### Data supplied
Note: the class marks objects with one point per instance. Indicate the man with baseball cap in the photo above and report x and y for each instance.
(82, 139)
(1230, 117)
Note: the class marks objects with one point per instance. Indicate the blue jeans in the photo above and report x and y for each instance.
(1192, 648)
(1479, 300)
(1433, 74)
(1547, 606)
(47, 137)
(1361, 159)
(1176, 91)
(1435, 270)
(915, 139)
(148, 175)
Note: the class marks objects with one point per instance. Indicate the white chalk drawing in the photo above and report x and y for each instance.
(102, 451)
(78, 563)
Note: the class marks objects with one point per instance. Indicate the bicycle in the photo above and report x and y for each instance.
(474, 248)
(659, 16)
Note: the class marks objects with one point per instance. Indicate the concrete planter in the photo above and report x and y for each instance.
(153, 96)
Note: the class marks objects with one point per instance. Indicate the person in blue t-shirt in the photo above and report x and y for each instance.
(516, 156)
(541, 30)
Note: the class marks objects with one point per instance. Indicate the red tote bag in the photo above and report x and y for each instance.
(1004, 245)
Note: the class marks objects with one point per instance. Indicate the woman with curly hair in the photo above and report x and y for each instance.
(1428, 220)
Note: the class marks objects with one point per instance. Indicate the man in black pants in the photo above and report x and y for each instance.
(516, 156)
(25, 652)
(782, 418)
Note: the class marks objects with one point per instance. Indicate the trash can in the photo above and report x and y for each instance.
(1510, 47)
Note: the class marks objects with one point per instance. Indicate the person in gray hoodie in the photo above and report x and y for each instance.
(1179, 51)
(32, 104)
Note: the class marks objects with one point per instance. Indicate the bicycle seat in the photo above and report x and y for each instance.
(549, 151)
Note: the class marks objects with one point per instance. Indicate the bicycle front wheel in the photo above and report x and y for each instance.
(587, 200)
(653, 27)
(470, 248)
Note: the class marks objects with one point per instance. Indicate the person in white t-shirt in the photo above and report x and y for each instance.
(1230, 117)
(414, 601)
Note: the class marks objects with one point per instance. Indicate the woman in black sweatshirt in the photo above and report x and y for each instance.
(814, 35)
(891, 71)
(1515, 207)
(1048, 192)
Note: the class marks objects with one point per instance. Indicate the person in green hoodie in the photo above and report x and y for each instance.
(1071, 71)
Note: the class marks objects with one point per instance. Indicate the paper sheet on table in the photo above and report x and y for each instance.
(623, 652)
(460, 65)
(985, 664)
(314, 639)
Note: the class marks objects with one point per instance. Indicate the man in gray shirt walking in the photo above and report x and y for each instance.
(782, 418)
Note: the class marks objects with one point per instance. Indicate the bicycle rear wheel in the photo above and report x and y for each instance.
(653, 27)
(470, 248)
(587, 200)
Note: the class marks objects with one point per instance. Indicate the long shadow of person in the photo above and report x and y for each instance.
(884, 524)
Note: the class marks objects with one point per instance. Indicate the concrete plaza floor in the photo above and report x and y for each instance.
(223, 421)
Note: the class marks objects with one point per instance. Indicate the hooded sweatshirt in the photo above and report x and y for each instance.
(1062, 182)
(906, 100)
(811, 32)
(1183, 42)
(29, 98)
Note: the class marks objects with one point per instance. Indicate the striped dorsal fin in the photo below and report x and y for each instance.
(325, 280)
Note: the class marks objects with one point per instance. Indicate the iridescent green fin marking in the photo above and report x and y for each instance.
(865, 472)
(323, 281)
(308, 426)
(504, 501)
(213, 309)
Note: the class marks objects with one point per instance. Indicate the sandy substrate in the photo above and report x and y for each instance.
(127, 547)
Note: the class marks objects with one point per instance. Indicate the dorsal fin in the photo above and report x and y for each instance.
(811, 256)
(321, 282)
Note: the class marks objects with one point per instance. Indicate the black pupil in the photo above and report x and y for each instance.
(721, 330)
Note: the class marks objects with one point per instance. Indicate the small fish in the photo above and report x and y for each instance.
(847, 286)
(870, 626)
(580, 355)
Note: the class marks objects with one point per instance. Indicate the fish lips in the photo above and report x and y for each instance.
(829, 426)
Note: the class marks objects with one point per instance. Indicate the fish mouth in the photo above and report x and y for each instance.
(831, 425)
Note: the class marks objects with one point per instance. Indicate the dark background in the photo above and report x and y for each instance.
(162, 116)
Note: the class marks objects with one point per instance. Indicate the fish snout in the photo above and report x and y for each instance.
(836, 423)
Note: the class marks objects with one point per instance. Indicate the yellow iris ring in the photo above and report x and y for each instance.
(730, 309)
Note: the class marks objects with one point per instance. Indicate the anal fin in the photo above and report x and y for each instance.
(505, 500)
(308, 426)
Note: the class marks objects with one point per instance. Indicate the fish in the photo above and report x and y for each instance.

### To be done
Return all of the data exactly as it reads.

### Exercise output
Note: the class marks objects with one point per instance. Indicate the man with baseball cap in the photo above and report x and y for each instance.
(82, 139)
(1230, 117)
Note: the class marks objects with one point per instance. Indicate the blue jeans in the photo above and report x and y for each instance.
(1192, 648)
(1479, 300)
(1433, 74)
(1547, 606)
(47, 137)
(1361, 159)
(1176, 91)
(1435, 270)
(915, 139)
(148, 175)
Note: the class marks objects with one point per instance. Indicate the white chalk drawing in the photo above and report x and y for each instance.
(102, 451)
(78, 563)
Note: the class marks objects with one point per instance. Indicate the bicycle in the photo above and report x and y for each instance.
(474, 248)
(659, 16)
Note: the class marks objects with one point per instance. Indicate the concrete planter in the photo above and report x and y for each instance.
(153, 96)
Note: the class marks objects with one point per instance. Indicate the person in blue t-shirt in the photo above and report x and y for each instance.
(516, 156)
(541, 30)
Note: the class marks objects with one point per instance. Indicate the red tote bag in the photo above and report x and y for each instance.
(1004, 245)
Note: the class marks objects with one point per instance. Indicate the woman with curly hair in the photo above and report x and y for each instance.
(1428, 220)
Note: the class marks objects with one point per instance. Indicate the man in black pants in the photo above and report x and y for each instance.
(516, 156)
(25, 652)
(782, 418)
Note: the class marks objects with one point per instance. Indicate the trash can in the photo above and report x and y for each instance.
(1510, 47)
Note: the class marks objects with one point per instance. Indicate the person in gray hoodie in the photo above and report x and y for each instance.
(1179, 51)
(32, 104)
Note: the class marks objects with one point per instance. Indicate the bicycle seat in the photo above and report x and y for each instance.
(549, 151)
Note: the class marks objects with one point per instance. Indicate the bicycle front wheel in the photo above and report x and y for each instance.
(587, 200)
(653, 27)
(470, 248)
Note: the class marks objects with one point per instance. Indicate the person in white t-shirt in the photo above and report x and y for each instance.
(1230, 117)
(414, 601)
Note: the class marks objects with one point per instance. Indicate the woman in black sweatshirt in the photo above and report x and y for each instance.
(814, 35)
(891, 71)
(1515, 207)
(1048, 192)
Note: the class marks objects with one point per instance. Indicate the person in green hoodie in the photo above and report x and y for each instance.
(1071, 71)
Note: the class marks objects with one point per instance. Indicate the paper sheet on table in the photo above and report x and y for each instance.
(623, 652)
(460, 65)
(985, 664)
(314, 639)
Note: the class marks objects with one point per instance. Indicate the man in gray shirt walking in the photo above and report x and y for each instance.
(782, 418)
Note: the class marks objects with one point per instance. Indicate the bicycle rear wheel in the photo above and report x and y for each instance.
(653, 27)
(470, 248)
(587, 200)
Note: the class marks objects with one point per instance. Indicate the long shadow of person in the photo above and report x and y for each instance.
(884, 524)
Note: the class marks objects with one point per instance. Indicate the concrete plaza floor in the photo above and report x and y for each instance.
(223, 421)
Note: the class marks objects with one point per instance. Indicate the hooded sweatshirt in the photo above and report x and y for each instance.
(1062, 182)
(906, 100)
(811, 32)
(1183, 42)
(29, 98)
Note: the class marks objects with one point per instance. Indicate the striped dorsal fin in the photo below and report x and y for each instance.
(325, 280)
Note: the class marks objects with one point per instance. Indicate the iridescent green fin marking in the photo above and report x and y for each instance.
(865, 472)
(323, 281)
(308, 426)
(504, 501)
(213, 309)
Note: the class marks objects with one point per instance. Indicate the sandy substrate in the photo above and report x and y for each instance.
(127, 547)
Note: the class marks objects with one point per instance. Indicate the dorsal fin in the photo above and report x and y for each instance.
(811, 256)
(321, 282)
Note: the class marks objects with one point per instance. Indicate the black pupil in the photo above and report x and y for each instance.
(721, 330)
Note: the class marks objects with one point per instance. Indicate the small fish in the photo above and report x and y for each instance.
(847, 286)
(870, 626)
(580, 355)
Note: the class marks objects with one point per instance. Indicate the fish lips in the photo above and report x and y for each instance.
(829, 426)
Note: the class marks objects with one point per instance. Indicate the fish mouth in the photo above and report x and y for each instance.
(831, 425)
Note: the class marks objects with one point per instance. Indicate the dark background in the photo above and report x and y for each instance.
(162, 116)
Note: the class marks objects with one point per instance. Indicate the fish snout in the photo above and report x and y for each instance.
(836, 423)
Note: the class marks objects with one point per instance. Indicate the yellow iris ring in the photo above and report x and y for each instance.
(730, 309)
Note: the class marks objects with one point per instance. Indicate the anal fin in the photo above and report x and y for each instance.
(505, 500)
(308, 426)
Note: the class marks objects with one point per instance. Indicate the fish in the photo above and report x and y for each instance.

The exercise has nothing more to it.